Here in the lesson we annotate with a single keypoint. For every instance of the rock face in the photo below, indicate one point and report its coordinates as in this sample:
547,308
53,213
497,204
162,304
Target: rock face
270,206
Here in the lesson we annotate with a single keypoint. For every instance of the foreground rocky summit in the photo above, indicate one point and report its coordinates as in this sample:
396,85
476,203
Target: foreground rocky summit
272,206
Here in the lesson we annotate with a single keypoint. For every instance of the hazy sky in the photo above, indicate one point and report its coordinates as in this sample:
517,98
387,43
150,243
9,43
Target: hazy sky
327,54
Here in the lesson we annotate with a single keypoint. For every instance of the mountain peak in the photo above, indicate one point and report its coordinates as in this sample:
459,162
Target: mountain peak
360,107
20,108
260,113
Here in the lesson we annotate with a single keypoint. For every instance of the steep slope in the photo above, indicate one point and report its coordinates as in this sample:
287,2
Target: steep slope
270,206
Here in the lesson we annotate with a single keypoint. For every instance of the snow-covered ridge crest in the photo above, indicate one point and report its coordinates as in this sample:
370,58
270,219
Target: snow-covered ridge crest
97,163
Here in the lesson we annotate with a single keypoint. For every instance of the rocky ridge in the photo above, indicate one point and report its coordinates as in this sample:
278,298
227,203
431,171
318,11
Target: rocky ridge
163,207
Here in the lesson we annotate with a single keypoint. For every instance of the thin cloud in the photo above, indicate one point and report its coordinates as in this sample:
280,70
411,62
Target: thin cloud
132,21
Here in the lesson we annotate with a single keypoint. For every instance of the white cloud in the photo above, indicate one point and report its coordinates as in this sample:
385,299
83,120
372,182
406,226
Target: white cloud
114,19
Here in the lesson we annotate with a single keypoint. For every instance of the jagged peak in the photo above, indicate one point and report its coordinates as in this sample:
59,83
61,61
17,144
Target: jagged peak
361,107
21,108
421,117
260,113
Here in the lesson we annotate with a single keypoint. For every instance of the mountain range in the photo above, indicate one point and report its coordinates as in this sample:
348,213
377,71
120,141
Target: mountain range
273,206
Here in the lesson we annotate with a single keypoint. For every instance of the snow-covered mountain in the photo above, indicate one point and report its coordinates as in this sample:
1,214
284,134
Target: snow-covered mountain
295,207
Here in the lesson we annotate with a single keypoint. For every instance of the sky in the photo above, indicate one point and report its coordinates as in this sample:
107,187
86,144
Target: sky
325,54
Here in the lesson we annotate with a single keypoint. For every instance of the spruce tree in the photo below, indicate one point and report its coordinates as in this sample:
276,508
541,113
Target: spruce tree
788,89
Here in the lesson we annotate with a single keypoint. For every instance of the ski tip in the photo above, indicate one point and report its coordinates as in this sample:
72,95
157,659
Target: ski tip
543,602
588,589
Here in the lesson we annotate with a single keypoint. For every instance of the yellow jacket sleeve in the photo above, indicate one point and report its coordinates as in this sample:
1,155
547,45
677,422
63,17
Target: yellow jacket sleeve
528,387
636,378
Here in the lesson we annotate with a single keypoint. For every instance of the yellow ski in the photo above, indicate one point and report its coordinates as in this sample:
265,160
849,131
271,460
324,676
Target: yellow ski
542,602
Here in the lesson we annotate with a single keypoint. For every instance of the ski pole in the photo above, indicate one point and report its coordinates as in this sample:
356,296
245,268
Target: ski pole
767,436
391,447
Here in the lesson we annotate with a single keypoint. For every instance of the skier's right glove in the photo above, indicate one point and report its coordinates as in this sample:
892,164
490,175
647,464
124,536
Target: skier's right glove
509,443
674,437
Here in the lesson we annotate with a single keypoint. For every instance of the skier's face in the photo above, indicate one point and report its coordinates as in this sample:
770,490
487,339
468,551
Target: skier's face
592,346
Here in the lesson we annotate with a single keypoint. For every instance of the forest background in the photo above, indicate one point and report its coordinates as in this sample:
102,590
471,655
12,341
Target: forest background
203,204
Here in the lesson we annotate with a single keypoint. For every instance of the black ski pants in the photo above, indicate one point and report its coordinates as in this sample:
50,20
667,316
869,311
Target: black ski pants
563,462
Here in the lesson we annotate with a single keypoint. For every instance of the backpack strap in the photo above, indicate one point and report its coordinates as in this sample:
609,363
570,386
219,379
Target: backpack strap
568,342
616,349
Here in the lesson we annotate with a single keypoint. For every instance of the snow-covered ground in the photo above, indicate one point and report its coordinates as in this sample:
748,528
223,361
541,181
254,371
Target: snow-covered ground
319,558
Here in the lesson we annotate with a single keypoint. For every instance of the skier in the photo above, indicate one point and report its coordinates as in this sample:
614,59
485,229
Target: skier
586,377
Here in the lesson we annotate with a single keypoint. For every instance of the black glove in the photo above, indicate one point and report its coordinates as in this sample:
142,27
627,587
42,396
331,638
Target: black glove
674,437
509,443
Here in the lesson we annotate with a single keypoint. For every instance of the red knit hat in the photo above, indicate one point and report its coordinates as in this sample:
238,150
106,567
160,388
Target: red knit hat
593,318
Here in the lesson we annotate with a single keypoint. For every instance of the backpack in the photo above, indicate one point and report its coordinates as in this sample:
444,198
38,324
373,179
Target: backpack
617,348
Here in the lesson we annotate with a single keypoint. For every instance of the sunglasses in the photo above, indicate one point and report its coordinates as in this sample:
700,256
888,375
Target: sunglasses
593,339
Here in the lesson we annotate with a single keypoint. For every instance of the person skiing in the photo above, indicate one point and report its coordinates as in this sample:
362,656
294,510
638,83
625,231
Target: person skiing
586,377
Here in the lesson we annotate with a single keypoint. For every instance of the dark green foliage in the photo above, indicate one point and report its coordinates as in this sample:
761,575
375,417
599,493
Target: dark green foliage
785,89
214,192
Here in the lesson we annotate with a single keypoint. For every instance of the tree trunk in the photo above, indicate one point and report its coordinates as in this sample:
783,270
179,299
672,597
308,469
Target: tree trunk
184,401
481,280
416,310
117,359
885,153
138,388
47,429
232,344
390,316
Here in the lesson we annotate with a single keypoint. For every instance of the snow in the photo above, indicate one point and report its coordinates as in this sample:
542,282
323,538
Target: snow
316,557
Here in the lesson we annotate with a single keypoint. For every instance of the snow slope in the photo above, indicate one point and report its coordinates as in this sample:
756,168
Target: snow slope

Brief —
Print the complete listing again, exactly as it stands.

Reply to the task —
Here in the lesson we annotate with a single keypoint. For every instance of the rock face in the photo below, indicate one point and report its coordinates as in this sample:
547,308
53,213
497,204
162,304
Target: rock face
270,206
Here in the lesson we annotate with a single keypoint. For every instance of the foreground rocky summit in the photo above, indicate one point and report its coordinates as in this sample:
396,85
476,203
Target: foreground rocky summit
272,206
Here in the lesson we annotate with a single keypoint. For every instance of the hazy sky in the photo above, indicate one point and report its coordinates as in this sample:
517,98
387,43
150,243
9,43
Target: hazy sky
327,54
Here in the lesson we annotate with a single keypoint. For every instance of the mountain peak in the photo above, indicate one point and report its coordinates as in this sample:
459,162
Target: mountain peak
360,107
20,108
260,113
Here in the lesson we annotate with a single keypoint. For every instance of the steep slope in the photo above, indicate one point and report its coordinates as in this sample:
287,2
Target: steep slope
270,206
Here in the lesson we annotate with a single keypoint. For every instance of the snow-covered ridge crest in the photo above, indicate one point and report its coordinates as in this sample:
370,58
270,219
Target: snow-covered ridge crest
97,163
Here in the lesson we annotate with a single keypoint. For every instance of the rocky ridge in the photo above, indicate one point and report its coordinates as in this sample:
278,298
227,203
431,171
318,11
Target: rocky ridge
163,207
Here in the lesson we annotate with a single keypoint. For every instance of the thin cloud in the photo above, indicate one point and report its coordinates as in this sample:
280,70
411,62
Target: thin cloud
132,21
Here in the lesson we annotate with a single keypoint. For every instance of the white cloud in the photo above, indicate one point and report its coordinates as in this sample:
385,299
83,120
372,182
406,226
Target: white cloud
114,19
Here in the lesson we annotate with a single keypoint. For every instance of the jagged peak in the photo above, indicate one point and report its coordinates as in this sample:
59,83
61,61
17,144
Target: jagged peak
361,107
21,108
421,117
260,113
Here in the lesson we annotate with a single keypoint. For every instance of the mountain range in the photo above, indicate one point and report its coordinates as in this sample:
348,213
377,71
120,141
Target: mountain range
273,206
Here in the lesson we annotate with a single keypoint. For every instance of the snow-covered mountain in the photo above, indicate one point and report its coordinates as in this sample:
1,214
284,134
Target: snow-covered mountain
295,207
Here in the lesson we annotate with a single keypoint. For every instance of the sky in the photo above, indicate one point and report its coordinates as in this sample:
107,187
86,144
Target: sky
325,54
Here in the lesson we annotate with a single keypoint. For every instance of the spruce tree in the photo below, indicate one point and report its coordinates as in this sample:
276,508
541,113
Target: spruce tree
788,89
Here in the lesson we annotate with a single keypoint. For every instance of the ski tip in the photo above, indicate one point and report its coordinates as in this sample:
72,95
157,659
Target: ski tip
543,602
588,589
Here in the lesson we annotate with a single keypoint. For every instance of the yellow jacket sleeve in the photo above, indicate one point and report its coordinates as in this sample:
1,155
547,45
677,422
63,17
Target: yellow jacket sleeve
528,387
636,378
Here in the lesson we annotate with a single keypoint. For every instance of the yellow ski in the photo above, indicate one point and report its coordinates as in this sample:
265,160
849,131
271,460
324,676
Target: yellow ski
542,602
Here in the lesson we annotate with a single keypoint. For every instance of the ski pole in the photo above, indicate one point and report its coordinates as in this sample:
356,296
245,268
Target: ski pole
767,436
391,447
Here in the lesson we annotate with a single keypoint. For every instance of the skier's right glove in the photo above, indicate one point and report its coordinates as in this sample:
892,164
490,175
647,464
124,536
Target: skier's right glove
509,443
674,437
Here in the lesson we annotate with a single keypoint. For every instance of the skier's face in the photo above, indicate one point and report its coordinates as in this sample:
770,490
487,339
468,551
Target: skier's face
592,346
Here in the lesson we annotate with a single keypoint. For every instance of the forest background in the photo above, indicate one point and report its coordinates as in this sample:
102,590
471,655
12,341
Target: forest background
203,204
Here in the lesson we annotate with a single keypoint. For every instance of the black ski pants in the photo above, indicate one point and report its coordinates as in this sample:
50,20
667,316
869,311
Target: black ski pants
563,462
Here in the lesson we annotate with a single keypoint. For every instance of the backpack strap in the photo above, indicate one point and report its coordinates as in this sample:
609,363
570,386
219,379
Target: backpack strap
568,342
616,349
Here in the lesson we annotate with a single keypoint. For every instance of the snow-covered ground in the photo above, indicate one point and report its coordinates as in this sample:
748,528
223,361
541,181
254,371
Target: snow-covered ground
319,558
Here in the lesson we annotate with a single keypoint. For every instance of the skier in the photo above, indicate one point and report its coordinates as in this sample:
614,59
485,229
Target: skier
586,377
Here in the lesson we annotate with a single keypoint. For every instance of the black glove in the photo above, indicate one point and report its coordinates as in this sample:
142,27
627,587
42,396
331,638
Target: black glove
674,437
509,443
Here in the lesson we annotate with a single keypoint. For every instance of the red knit hat in the photo above, indicate one point and report its coordinates as in this sample:
238,150
106,567
160,388
Target: red knit hat
593,318
Here in the lesson we annotate with a single keypoint. For every instance of the backpack in the photo above, indicate one point and report its coordinates as in this sample:
444,198
38,324
373,179
Target: backpack
617,348
Here in the lesson we annotate with a single keypoint. For every instance of the sunglasses in the photo above, indicate one point and report its coordinates as in this sample:
700,256
888,375
Target: sunglasses
593,339
Here in the lesson we annotate with a single keypoint. For every instance of the person skiing in the photo above, indicate one point and report its coordinates as in this sample:
362,656
294,510
638,83
625,231
Target: person skiing
586,377
Here in the lesson we annotate with a single keypoint. For every instance of the dark green foliage in the photo above, indicate one point and report its coordinates as in this sample:
761,575
375,417
599,493
Target: dark green foliage
785,89
214,192
Here in the lesson we annotate with a single keypoint. For every instance of the tree trunk in the photo above, indicate one point and report its coordinates as in this sample:
783,270
179,299
672,597
308,469
Target: tree trunk
184,401
481,280
416,310
117,359
885,153
138,388
47,429
232,344
390,316
Here in the lesson we annotate with a single keypoint. For every instance of the snow in the photo above, indicate one point and report its coordinates as in this sample:
542,282
323,538
Target: snow
316,557
Here in the lesson we annotate with a single keypoint. For every instance of the snow slope in the photo above, indicate one point and report its coordinates as in this sample:
756,168
Target: snow slope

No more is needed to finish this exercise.